[Directions for this task]
Find every line in the listing below that contains the word "hand", matching case exactly, and copy each of those lines.

# start of Entries

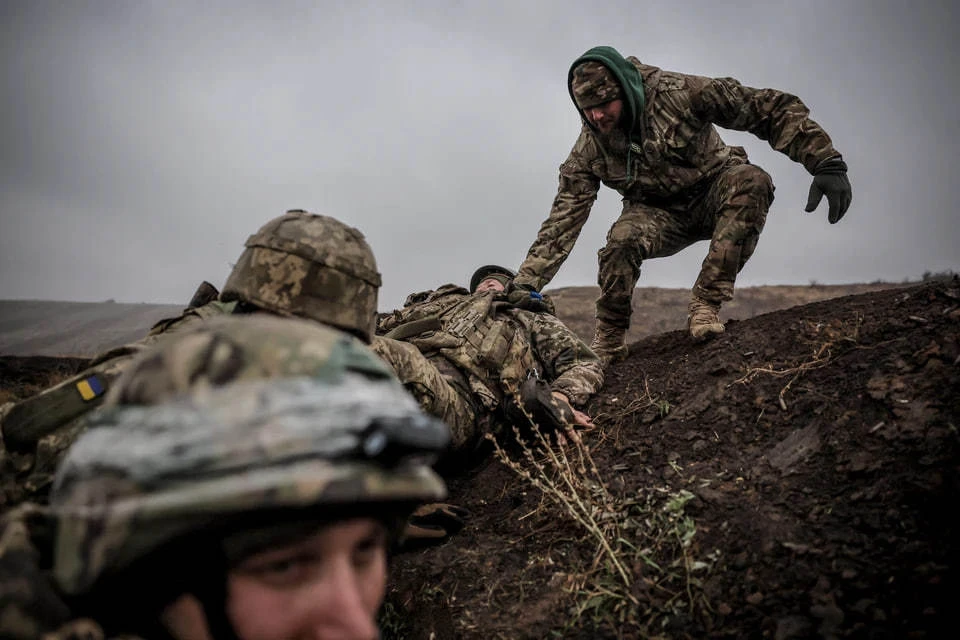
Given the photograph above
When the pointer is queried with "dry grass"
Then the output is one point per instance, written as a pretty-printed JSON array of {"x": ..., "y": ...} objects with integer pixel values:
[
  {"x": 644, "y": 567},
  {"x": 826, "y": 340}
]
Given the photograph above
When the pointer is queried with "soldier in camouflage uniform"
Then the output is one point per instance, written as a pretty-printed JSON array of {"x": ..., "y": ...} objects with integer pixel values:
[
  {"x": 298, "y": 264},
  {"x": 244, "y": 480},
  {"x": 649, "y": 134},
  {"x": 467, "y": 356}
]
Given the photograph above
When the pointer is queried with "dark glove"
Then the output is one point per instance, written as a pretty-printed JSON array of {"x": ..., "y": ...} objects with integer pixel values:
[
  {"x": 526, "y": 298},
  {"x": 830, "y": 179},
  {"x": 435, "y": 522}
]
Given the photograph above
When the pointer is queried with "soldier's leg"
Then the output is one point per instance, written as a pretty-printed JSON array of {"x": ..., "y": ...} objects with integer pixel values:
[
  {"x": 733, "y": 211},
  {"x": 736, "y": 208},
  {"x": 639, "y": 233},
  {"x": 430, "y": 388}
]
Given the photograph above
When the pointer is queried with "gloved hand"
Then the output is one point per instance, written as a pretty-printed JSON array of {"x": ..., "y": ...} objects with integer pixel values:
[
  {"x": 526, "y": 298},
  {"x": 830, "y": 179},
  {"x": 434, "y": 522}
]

# end of Entries
# start of Entries

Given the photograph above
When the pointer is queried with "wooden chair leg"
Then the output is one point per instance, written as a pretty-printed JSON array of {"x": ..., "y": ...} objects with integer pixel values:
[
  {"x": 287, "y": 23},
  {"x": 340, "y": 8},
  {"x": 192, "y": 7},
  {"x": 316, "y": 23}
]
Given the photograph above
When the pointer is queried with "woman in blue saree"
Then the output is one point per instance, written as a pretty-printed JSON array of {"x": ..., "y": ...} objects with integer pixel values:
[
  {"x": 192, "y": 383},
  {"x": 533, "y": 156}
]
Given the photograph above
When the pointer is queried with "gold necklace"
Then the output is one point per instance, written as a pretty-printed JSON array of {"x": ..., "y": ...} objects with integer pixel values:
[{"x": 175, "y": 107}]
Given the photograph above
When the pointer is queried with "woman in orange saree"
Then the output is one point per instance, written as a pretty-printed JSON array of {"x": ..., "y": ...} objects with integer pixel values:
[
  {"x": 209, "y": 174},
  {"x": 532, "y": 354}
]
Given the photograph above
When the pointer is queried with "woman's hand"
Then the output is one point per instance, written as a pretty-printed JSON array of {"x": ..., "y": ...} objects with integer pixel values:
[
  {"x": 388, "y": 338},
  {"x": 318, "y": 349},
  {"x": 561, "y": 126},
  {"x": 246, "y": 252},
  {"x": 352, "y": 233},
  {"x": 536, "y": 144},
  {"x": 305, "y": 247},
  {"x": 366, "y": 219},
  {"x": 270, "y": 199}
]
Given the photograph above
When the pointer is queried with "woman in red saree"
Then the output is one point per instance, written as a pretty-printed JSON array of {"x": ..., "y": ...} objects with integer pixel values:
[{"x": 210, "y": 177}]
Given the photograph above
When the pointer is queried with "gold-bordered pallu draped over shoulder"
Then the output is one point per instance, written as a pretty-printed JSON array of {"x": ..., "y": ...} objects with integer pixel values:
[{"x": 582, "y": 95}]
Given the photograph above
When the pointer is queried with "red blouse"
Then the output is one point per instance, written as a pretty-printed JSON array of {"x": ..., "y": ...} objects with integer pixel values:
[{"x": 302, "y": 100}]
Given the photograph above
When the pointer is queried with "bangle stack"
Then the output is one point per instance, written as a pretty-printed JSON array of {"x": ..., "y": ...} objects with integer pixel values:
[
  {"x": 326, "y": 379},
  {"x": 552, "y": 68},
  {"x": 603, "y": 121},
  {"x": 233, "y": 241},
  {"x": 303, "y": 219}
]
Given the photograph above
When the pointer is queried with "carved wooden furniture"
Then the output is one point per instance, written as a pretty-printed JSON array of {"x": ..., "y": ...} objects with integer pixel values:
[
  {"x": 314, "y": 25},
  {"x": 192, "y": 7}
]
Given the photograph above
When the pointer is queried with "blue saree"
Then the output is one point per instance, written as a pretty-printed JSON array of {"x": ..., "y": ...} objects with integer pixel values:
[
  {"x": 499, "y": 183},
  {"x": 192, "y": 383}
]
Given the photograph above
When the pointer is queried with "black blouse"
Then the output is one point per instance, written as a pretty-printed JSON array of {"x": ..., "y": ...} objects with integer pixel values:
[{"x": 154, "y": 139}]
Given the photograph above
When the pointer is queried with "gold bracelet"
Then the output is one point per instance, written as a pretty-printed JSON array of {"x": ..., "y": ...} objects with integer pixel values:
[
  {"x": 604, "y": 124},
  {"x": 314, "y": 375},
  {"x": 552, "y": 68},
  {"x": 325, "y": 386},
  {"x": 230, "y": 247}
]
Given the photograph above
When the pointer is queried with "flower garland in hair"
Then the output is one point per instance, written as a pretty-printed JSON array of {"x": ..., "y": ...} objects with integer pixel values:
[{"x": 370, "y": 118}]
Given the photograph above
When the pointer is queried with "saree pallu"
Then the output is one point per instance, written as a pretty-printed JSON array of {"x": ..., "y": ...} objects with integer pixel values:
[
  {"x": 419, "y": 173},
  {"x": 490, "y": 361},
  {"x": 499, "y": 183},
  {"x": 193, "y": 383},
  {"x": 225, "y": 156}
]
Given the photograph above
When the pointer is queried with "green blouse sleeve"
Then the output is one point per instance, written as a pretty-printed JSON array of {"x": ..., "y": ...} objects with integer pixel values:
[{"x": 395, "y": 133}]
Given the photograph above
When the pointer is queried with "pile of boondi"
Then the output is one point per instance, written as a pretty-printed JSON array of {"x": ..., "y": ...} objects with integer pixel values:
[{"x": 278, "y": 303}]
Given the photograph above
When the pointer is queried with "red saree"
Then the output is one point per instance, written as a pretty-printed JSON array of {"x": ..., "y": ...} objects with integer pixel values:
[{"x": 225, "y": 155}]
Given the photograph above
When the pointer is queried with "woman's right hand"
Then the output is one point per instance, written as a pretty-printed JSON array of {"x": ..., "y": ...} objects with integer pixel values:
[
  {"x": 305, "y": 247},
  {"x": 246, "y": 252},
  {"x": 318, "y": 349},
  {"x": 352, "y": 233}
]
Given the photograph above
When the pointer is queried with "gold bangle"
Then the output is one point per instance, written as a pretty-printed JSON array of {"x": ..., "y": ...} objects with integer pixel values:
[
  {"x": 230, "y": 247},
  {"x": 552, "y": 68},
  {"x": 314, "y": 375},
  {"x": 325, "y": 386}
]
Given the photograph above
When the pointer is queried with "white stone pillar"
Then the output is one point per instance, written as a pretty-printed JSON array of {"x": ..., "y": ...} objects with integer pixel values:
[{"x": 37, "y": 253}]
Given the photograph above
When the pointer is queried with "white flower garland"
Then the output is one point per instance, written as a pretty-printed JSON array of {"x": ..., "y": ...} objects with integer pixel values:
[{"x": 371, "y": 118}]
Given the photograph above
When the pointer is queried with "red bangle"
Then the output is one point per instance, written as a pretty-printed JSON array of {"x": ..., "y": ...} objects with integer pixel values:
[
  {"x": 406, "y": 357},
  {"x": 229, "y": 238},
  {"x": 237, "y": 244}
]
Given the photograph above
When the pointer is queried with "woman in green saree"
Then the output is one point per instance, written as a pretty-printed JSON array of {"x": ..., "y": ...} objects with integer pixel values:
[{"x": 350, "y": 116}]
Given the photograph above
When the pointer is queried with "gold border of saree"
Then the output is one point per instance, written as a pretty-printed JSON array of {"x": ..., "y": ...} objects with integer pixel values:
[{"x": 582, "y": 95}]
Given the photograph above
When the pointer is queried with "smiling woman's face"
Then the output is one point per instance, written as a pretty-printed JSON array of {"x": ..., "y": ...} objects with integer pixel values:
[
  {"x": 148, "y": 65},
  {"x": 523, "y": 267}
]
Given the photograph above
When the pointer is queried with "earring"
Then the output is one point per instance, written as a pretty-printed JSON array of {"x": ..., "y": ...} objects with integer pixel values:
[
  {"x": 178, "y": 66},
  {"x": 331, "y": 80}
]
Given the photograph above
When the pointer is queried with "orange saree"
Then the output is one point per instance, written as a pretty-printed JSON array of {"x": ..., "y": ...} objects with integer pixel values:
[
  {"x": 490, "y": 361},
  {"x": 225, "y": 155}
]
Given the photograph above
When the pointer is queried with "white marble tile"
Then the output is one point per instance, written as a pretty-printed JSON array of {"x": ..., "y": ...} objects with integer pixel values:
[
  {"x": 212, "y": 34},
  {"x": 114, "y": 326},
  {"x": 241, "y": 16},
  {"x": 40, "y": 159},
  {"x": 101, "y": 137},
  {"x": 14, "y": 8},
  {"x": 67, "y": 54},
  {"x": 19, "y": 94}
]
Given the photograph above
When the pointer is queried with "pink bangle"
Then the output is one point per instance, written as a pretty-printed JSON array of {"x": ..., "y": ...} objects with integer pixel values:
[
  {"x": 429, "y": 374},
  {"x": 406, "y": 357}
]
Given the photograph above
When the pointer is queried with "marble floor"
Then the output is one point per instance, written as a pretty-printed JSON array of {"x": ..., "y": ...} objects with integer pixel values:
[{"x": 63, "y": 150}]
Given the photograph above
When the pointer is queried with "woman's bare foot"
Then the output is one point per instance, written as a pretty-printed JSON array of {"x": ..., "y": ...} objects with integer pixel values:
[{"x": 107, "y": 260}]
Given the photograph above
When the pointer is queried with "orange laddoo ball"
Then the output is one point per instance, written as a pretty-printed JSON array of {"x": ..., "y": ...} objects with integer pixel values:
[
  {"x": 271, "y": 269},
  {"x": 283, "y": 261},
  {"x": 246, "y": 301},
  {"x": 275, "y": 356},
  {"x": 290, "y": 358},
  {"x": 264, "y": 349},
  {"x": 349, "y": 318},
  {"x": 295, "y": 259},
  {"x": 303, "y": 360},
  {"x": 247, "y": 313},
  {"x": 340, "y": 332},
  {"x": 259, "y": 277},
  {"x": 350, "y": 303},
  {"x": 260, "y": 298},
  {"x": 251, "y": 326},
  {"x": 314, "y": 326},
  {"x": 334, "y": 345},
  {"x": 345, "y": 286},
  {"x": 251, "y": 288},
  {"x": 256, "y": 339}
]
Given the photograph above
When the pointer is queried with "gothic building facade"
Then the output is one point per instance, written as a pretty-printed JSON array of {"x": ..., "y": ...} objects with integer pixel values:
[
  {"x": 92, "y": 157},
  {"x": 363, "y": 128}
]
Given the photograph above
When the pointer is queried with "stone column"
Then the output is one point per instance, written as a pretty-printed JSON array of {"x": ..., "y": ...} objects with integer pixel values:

# end of Entries

[Finished task]
When the pointer is queried with "gloved hand"
When the pointer is queried with "woman's hand"
When the pointer is queried with "woman's right hand"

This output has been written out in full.